*** Extracted data ***

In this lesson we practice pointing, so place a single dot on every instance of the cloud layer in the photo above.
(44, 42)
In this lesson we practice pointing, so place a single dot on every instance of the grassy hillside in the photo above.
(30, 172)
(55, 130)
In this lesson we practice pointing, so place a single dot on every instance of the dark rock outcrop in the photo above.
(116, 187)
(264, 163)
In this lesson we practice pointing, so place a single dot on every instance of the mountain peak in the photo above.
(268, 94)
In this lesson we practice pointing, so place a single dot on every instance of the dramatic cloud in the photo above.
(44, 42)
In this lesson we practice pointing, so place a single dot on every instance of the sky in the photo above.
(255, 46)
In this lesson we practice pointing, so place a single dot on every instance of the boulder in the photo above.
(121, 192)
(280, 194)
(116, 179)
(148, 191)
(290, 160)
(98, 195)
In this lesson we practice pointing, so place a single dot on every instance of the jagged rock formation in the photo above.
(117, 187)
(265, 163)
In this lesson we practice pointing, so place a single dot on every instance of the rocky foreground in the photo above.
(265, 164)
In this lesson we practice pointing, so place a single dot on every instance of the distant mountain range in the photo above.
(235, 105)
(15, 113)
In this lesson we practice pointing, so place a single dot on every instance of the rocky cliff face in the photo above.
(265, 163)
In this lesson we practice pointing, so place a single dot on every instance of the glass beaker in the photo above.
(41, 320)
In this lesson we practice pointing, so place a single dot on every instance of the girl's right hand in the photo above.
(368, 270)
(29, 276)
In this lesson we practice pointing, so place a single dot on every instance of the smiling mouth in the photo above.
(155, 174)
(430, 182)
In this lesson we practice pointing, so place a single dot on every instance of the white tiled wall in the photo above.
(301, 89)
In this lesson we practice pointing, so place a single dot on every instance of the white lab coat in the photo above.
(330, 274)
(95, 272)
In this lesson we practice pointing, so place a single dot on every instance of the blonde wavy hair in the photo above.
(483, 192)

*** End of Extracted data ***

• _What you need to do_: Exactly as they appear above, transcribe the records in full.

• _Solved problem_:
In this lesson we practice pointing, so place a single dot on every instance of the cloud layer in the photo above.
(44, 42)
In this lesson we practice pointing, so place a single dot on every instance of the grassy hillside in the photo above.
(30, 172)
(55, 130)
In this lesson we practice pointing, so place a single dot on every instance of the dark rock outcrop in the photo above.
(116, 187)
(264, 163)
In this lesson we practice pointing, so place a single dot on every instance of the mountain peak in the photo above.
(268, 94)
In this lesson we practice pointing, so place a single dot on every instance of the dramatic cloud in the photo above.
(44, 42)
In this lesson we practice pointing, so place a single dot on every instance of the sky in the photo above.
(255, 46)
In this lesson we practice pointing, so place a single dot on every instance of the boulder in the photo above.
(121, 192)
(280, 194)
(116, 179)
(148, 191)
(290, 160)
(98, 195)
In this lesson we practice pointing, so place a single dot on every instance of the jagged rock formation in the photo above.
(117, 187)
(265, 163)
In this lesson we practice pointing, so place a single dot on every instance of the rocky foreground in the photo above.
(265, 164)
In this lesson we practice pointing, so place a single dot on every instance of the distant mountain range in the photo above.
(235, 105)
(15, 113)
In this lesson we practice pointing, so place a single dot on every instance of the rocky cliff face in the photo above.
(265, 163)
In this lesson we practice pointing, so place a single dot on every instance of the glass beaker in the photo above.
(41, 320)
In this lesson we practice pointing, so place a single dot on every instance of the girl's right hand in the photo above.
(368, 270)
(29, 276)
In this lesson we practice pointing, so place a single dot on every instance of the smiling mouth in the photo above.
(155, 174)
(430, 182)
In this lesson we practice pointing, so place a single dot on every instance of the white tiled wall in the photo above.
(301, 89)
In this lesson we practice pointing, so place a single dot on every instance of the white lab coat in the photo above.
(330, 274)
(95, 272)
In this lesson we practice pointing, so place a single dot on every instance of the blonde wavy hair in the photo above.
(483, 192)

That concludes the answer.